Op-Ed: The rise of the Zoombies: Lifeless, detached students have returned to my classroom

PASADENA, CALIFORNIA: A child walks the hallway while attending a LEARNs summer program at Washington Elementary School in Pasadena on Friday, July 9, 2021. In the wake of pandemic-related learning loss, districts across California had high hopes for Summer programs that might help catch kids up-and there's unprecedented state funding to do so. (Christina House / Los Angeles Times)
A child walks down a hallway during a summer program at Washington Elementary School in Pasadena. (Christina House / Los Angeles Times)

Almost every teacher I know has noticed the same sinister reality this summer: Kids have come back to the classroom. But the classroom hasn’t come back to the kids.

Far from it.

More to the point, they are back, they are sitting at their desks, but in many ways they now embody the detached, lifeless malaise of a hipster zombie incapable of showing the slightest patina of zest or zeal. This isn’t their fault, mind you. They have spent the last year in a learning ecosystem that was decidedly not of their choosing — watching Zoom classes, learning through omnipresent pixilated screens that demanded little from them and, in too many instances, taught them even less.

And now?

Now, they are perpetually chilled out, difficult to intellectually prod or verbally poke. They resist verbal engagement with me — or with each other. At the end of the day, we usually have a few minutes to spare before the bell rings. But nowadays there’s little talking. No socializing. No teenage gossiping or flirting. Instead, they silently self-medicate on their devices. For decades the bell would ring and students would fly out of the classroom like it was on fire. Now, their departure is, at best, a leisurely gait.

So we meander forward during this summer school session, making our way through the world history curriculum. The students are oddly obedient. They never argue. Never talk over me. They do everything they are “supposed” to do. But they ask zero questions. They make zero connections. It’s hard to make them laugh, and I can’t tell if they are smiling behind their masks. I am skeptical that they are learning anything of substance despite my best efforts. Their eyes are distant. I can’t decide if they are confused, disoriented or bewildered by the COVID-caused whirlwind they have endured.
────────
## Work request A
In the op-ed about detached students, what curriculum is the summer school session working through?
## Work request B
Rewrite the op-ed from "Op-Ed: The rise" to "so. (Christina House / Los Angeles Times)", replacing "Zoombies" with "Screen Zombies".
────────
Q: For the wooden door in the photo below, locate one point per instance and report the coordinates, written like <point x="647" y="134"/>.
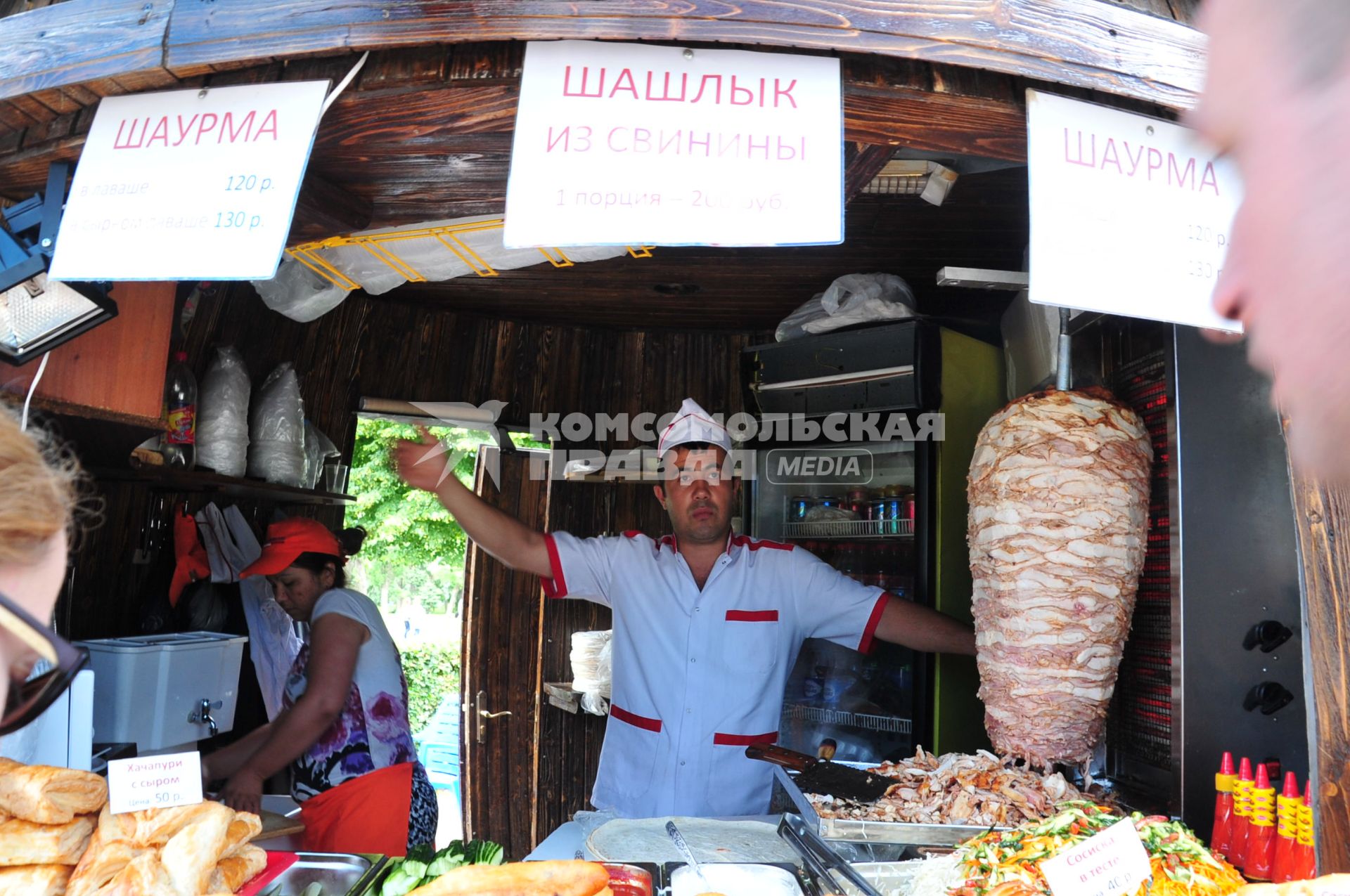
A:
<point x="501" y="648"/>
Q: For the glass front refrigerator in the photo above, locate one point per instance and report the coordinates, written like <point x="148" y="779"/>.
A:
<point x="868" y="521"/>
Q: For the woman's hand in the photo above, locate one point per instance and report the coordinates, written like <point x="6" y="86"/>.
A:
<point x="243" y="793"/>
────────
## Your solution A
The world history curriculum.

## Your solution B
Op-Ed: The rise of the Screen Zombies: Lifeless, detached students have returned to my classroom

PASADENA, CALIFORNIA: A child walks the hallway while attending a LEARNs summer program at Washington Elementary School in Pasadena on Friday, July 9, 2021. In the wake of pandemic-related learning loss, districts across California had high hopes for Summer programs that might help catch kids up-and there's unprecedented state funding to do so. (Christina House / Los Angeles Times)